Records from a data collection:
◆ ◆ ◆ ◆ ◆

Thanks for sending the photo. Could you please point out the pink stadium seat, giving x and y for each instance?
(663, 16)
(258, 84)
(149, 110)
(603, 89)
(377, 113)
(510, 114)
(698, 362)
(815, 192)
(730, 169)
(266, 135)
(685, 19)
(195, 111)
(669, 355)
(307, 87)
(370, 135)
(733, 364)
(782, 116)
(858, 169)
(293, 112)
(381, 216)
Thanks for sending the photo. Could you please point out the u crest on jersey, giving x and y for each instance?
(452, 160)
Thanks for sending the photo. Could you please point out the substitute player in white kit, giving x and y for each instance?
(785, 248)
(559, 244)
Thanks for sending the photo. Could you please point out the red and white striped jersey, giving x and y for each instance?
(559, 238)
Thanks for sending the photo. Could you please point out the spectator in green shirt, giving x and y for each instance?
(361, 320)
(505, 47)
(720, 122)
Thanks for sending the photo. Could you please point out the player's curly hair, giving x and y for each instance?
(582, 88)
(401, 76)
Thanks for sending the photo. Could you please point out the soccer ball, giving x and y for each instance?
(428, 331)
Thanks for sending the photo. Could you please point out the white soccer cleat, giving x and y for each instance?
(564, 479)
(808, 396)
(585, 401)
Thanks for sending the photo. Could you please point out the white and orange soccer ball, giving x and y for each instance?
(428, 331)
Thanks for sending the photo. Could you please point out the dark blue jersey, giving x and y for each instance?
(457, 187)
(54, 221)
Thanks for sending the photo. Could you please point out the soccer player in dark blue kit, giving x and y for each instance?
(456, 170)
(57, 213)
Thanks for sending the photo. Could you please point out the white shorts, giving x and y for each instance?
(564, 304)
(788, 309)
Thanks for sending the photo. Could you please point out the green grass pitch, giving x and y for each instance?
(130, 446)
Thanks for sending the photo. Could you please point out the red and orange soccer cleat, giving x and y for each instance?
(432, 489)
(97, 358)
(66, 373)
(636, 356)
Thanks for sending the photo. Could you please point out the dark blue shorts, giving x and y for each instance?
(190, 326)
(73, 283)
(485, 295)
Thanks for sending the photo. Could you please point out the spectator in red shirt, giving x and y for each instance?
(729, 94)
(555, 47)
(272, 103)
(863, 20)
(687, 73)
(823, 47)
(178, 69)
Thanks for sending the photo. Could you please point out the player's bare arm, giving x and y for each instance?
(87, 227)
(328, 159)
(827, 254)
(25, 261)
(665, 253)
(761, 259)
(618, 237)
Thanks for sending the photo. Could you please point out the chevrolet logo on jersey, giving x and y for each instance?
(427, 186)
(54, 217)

◆ ◆ ◆ ◆ ◆

--- EXERCISE DIRECTIONS ---
Write the whole listing out again. Keep every line exactly as it is.

--- ANSWER TO THE PROBLEM ---
Thanks for sending the photo. Could you please point out the pink stadium seat, giving x and y for each instance?
(663, 16)
(258, 84)
(149, 110)
(603, 89)
(377, 113)
(510, 114)
(698, 362)
(815, 192)
(730, 169)
(266, 135)
(685, 19)
(195, 111)
(669, 355)
(307, 87)
(370, 135)
(733, 364)
(782, 116)
(858, 169)
(293, 112)
(381, 216)
Thanks for sending the photo. Could you please point out the u crest on jersey, giving x and y for each instance?
(452, 160)
Thanks for sending the photo. Could you please point out the substitute player in white kit, giving x and y for each instance?
(785, 248)
(559, 244)
Thanks for sending the photo. Could you please point out the red and white striped jersey, giving x and y for each instance?
(559, 238)
Thanks for sending the photo. Could you please point out the spectator in green shirt, giving x and y for each instance?
(361, 320)
(505, 47)
(720, 122)
Thanks for sending the photo. Could you please point out the player's curly hair, giving x and y for each instance?
(582, 88)
(401, 76)
Thanks for sending the photo. Could you please point out the soccer ball, giving x and y for each instance?
(428, 331)
Thanks for sending the photo. Could you please point out the white soccer cleat, giving x and y for each instance?
(564, 479)
(808, 396)
(585, 401)
Thanks for sending the photo. Could you please point out the white and orange soccer ball, giving x and y for each instance?
(428, 331)
Thanks for sending the photo. Could you please point out the dark blue jersey, giving x and y for each instance?
(457, 187)
(54, 221)
Thanks for sending the photo. Could you please point out the soccer player in dark blue kit, giving x and y for each instance?
(456, 170)
(57, 213)
Thanks for sending the photo. Could you please point out the white shorts, giving x and y for each instance?
(564, 304)
(788, 309)
Thanks for sending the photo. Could you please point out the green grass pitch, giving x and y for each instance?
(130, 446)
Thanks for sending the photo. Could you please point out the red and orange soccer cleat, giving x and y for each instance?
(432, 489)
(97, 358)
(66, 373)
(636, 356)
Thanks for sending the photo. Could you please point out the dark blue shorts, giving x and y for each instance?
(190, 326)
(73, 283)
(485, 295)
Thanks for sending the photo. Could you please point out the spectator in red shirt, giving x and y for each instance?
(729, 94)
(555, 47)
(272, 103)
(863, 20)
(687, 73)
(823, 47)
(178, 69)
Thanks for sending the photo. Could you please point out the player's bare arm, giving x and y for each instance?
(87, 227)
(328, 159)
(827, 254)
(25, 261)
(665, 253)
(761, 259)
(618, 237)
Thanks for sending the photo. Could you please point out the chevrolet logo on jersey, giving x and y for each instance?
(427, 186)
(54, 217)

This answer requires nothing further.